→ **Instructions**
1. In the emergency powers text, update the passage from "The best solutions" up to and including "market to function.", replacing "voluntary trade" with "free exchange".
2. State whether each statement below agrees with the emergency powers text. Answer yes or no for each, and quote the deciding words of the text. (a) The text supports strict time limits in legislation that authorizes emergency powers. (b) The text gives earthquakes and floods as examples of changes of a permanent nature. (c) The text says a problem cannot be serious unless it is an emergency.

*** Text block Section Begins ***

Emergency Powers

It is basic to the idea of an "emergency" that special action is required for a limited time. A problem can certainly be serious even if it isn't an "emergency". But it is an abuse of any "emergency power" to apply it to issues of an ongoing nature.

The fact that the people of California have been willing in the past to tolerate some violations of their rights for a limited time in cases of actual emergencies, e.g., earthquakes or floods, cannot be accepted as legitimizing similar violations of rights as a way of dealing with changes of a permanent nature, such as the existence of a new disease, or that are expected to take place over decades or centuries, such as rising sea levels.

The best solutions to serious new problems of an ongoing nature are the same as for serious old problems of an ongoing nature – ones based on the consistent application of individual rights and mechanisms for voluntary trade and assistance. The best way for government to help when an emergency becomes an ongoing problem is to get out of the way as soon as possible and allow the market to function.

Therefore we:

A. Support the inclusion of strict time limits in legislation that authorizes any "emergency powers".

B. Oppose any "emergency" policies which allow the Governor or mayors to exercise legislative functions beyond the time that the respective legislative bodies can resume operation, or which allow police, military, or administrative officials to exercise judicial functions beyond the time that regular courts can resume operation.

C. Oppose use of "declarations of emergency" as an excuse to impose regulations or taxes that do not relate directly to addressing the actual emergency.

*** Text block Section Ends ***
*** Material supplied Section Begins ***

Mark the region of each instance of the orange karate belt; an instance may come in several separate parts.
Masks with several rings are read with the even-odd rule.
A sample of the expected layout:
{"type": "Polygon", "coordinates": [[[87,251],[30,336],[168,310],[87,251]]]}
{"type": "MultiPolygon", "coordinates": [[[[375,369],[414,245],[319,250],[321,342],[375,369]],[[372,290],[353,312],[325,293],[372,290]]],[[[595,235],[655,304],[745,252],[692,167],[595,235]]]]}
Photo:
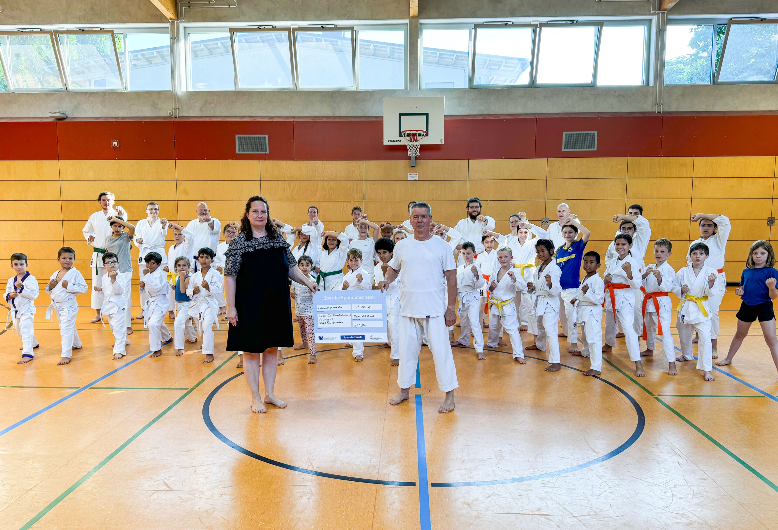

*** Material supplied Section Ends ***

→ **Answers for the exercise**
1.
The best solutions to serious new problems of an ongoing nature are the same as for serious old problems of an ongoing nature – ones based on the consistent application of individual rights and mechanisms for free exchange and assistance. The best way for government to help when an emergency becomes an ongoing problem is to get out of the way as soon as possible and allow the market to function.

2.
(a) Yes: "Support the inclusion of strict time limits in legislation that authorizes any "emergency powers"."
(b) No: "in cases of actual emergencies, e.g., earthquakes or floods"
(c) No: "A problem can certainly be serious even if it isn't an "emergency"."